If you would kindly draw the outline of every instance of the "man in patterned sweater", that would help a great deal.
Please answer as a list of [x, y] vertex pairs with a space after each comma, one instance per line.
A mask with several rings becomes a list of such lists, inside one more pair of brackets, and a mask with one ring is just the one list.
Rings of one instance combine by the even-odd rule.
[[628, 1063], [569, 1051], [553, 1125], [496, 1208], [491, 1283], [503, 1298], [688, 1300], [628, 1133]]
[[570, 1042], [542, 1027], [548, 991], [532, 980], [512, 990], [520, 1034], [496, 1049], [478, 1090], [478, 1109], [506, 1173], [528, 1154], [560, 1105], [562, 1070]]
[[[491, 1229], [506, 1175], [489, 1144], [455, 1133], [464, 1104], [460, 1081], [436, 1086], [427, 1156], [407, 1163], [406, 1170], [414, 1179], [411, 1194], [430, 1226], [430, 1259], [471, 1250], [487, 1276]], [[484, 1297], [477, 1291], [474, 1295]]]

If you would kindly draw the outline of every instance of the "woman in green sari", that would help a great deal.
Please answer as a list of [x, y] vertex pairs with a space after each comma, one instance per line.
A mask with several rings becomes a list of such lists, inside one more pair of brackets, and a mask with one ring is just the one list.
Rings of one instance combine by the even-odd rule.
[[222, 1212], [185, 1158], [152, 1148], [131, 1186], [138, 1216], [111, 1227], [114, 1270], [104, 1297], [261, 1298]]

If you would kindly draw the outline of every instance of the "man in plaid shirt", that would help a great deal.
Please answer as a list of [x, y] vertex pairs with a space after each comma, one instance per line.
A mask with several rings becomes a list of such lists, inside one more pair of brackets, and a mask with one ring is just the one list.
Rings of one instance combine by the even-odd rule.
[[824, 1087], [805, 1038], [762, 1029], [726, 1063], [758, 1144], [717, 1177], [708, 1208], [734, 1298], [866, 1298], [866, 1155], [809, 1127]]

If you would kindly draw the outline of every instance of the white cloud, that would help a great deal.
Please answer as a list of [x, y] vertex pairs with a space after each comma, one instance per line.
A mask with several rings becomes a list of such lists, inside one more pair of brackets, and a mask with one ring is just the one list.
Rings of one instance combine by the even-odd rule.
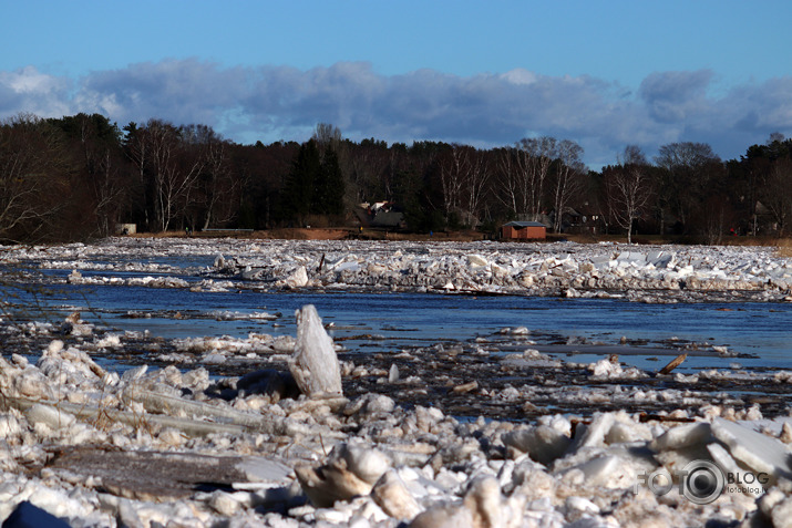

- [Problem requirements]: Copy out the records from the very start through the line containing "1291], [474, 1295]]]", including that line, keeping every character unchanged.

- [Task result]:
If you would kindly draw the outline of every instance of the "man in patterned sweater", that would help a great deal.
Please answer as a list of [x, y] vertex pairs with a space after each comma, one instance per line.
A mask with several rings becomes a list of such lists, inside one more pair of brackets, and a mask with one ring is just the one list.
Rings of one instance combine by the even-odd rule.
[[628, 1063], [569, 1051], [553, 1125], [496, 1208], [491, 1283], [503, 1298], [688, 1300], [628, 1133]]
[[570, 1042], [542, 1027], [548, 991], [532, 980], [512, 990], [520, 1034], [496, 1049], [478, 1090], [478, 1109], [506, 1173], [528, 1154], [560, 1105], [562, 1070]]
[[[491, 1229], [506, 1175], [489, 1144], [455, 1133], [464, 1104], [460, 1081], [436, 1086], [427, 1156], [407, 1163], [406, 1170], [414, 1179], [411, 1194], [430, 1226], [430, 1259], [471, 1250], [487, 1276]], [[484, 1297], [477, 1291], [474, 1295]]]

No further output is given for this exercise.